> _Exercise data_
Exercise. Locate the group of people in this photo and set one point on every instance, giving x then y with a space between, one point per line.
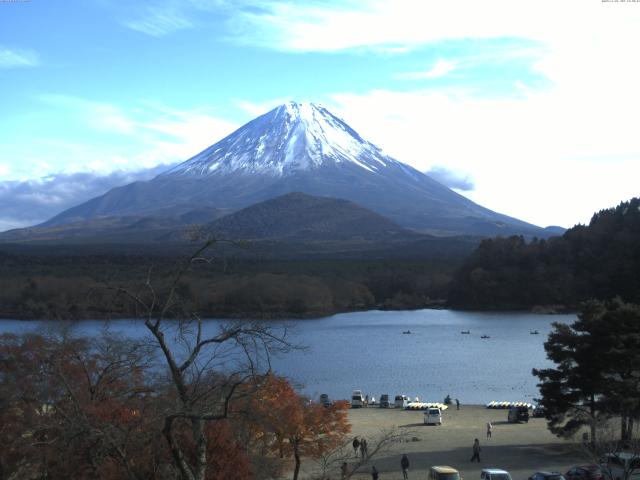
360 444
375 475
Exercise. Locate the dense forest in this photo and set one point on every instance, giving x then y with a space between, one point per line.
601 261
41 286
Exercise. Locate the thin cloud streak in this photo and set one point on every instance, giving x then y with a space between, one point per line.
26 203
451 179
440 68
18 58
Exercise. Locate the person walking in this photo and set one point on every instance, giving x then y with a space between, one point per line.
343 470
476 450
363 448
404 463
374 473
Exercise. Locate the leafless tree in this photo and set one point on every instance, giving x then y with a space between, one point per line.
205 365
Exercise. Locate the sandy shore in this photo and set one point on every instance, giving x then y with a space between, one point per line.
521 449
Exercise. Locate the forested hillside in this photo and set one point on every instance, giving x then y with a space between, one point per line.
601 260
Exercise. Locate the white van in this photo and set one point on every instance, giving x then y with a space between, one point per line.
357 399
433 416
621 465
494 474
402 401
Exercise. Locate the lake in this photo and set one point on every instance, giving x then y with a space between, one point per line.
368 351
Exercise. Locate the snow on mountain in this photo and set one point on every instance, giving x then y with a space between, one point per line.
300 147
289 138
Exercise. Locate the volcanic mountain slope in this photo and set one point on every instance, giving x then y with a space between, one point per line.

> _Problem description_
Exactly as written, restate all of the data, leaving out the images.

> _Solution to this task_
Exercise. Locate the group of people in this photo and set one point on every instance, giving x then y with a space between, one point per line.
360 444
375 475
Exercise. Locate the dense forest in this photo and set one point on every instance, giving x then y with a space between, one point per line.
601 261
41 286
Exercise. Locate the thin cloud streak in this photo and set one point on every instance, giving x then y with a space between, one point per line.
26 203
451 179
440 68
18 58
Exercise. Locate the person walking in this photo and set one point on every instance, giving x then y with a space between, one point per line.
343 470
476 450
363 448
404 463
374 473
Exercise. Locate the leafless tree in this photo and set one point on every instance, giving x then y with a space between, one point per line.
205 365
Exercise. Locate the sandy shore in this photo and set one point on every instance, giving x then y with a space between, one point per line.
521 449
Exercise. Locate the forested hillside in this photo and set one point on every instance, giving x then y with a space between, one point per line.
601 260
Exercise. Locate the white van in this photo and set one point on every instance, giving x then y with a space between, one point per line.
357 399
433 416
621 465
494 474
402 401
Exercise. Locate the lake in this photo and set one point on every instance, giving x then y with a space between, one point per line.
368 351
Exercise. Locate the snow on mountain in this photo and set one point on every instance, giving x then y with a space between, one point per line.
300 147
289 138
Exercise. Locate the volcanic mountain slope in this photo and set one point on every instance, giving x then y with a space between, one point per line.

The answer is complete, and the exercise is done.